- **Raw data**:

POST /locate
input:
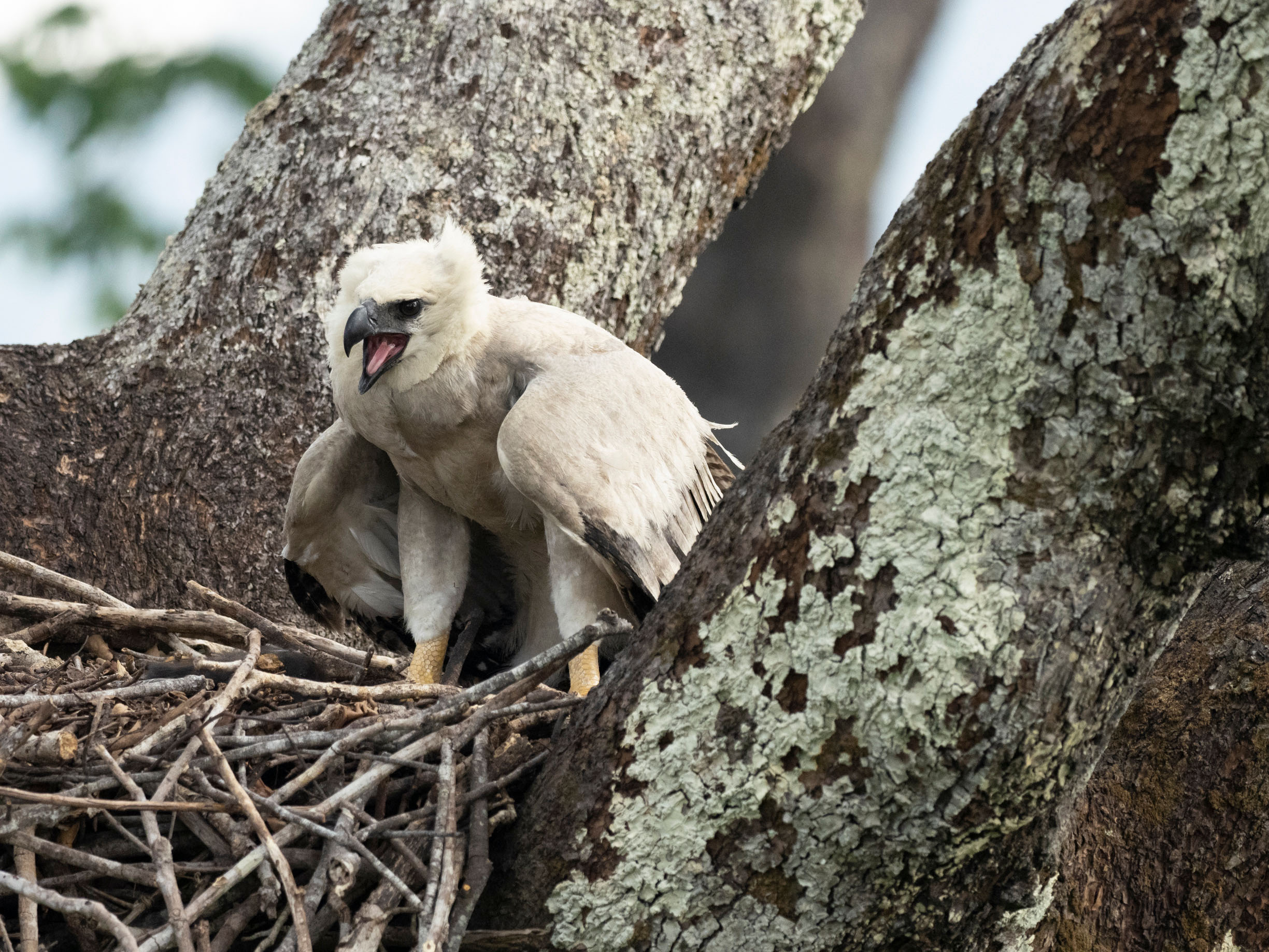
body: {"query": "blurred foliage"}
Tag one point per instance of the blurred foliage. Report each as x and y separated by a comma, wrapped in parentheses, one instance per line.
(78, 108)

- **Exercise requirements**: Please return, exactly as written, the line containing "Tag one point" and every line after it through the end of the records above, and nothing else.

- **Response to the task**:
Tag one point per instance of the blurred foliage. Report each as x and y separated by a comma, wrapped in parentheses, one instance per line.
(78, 108)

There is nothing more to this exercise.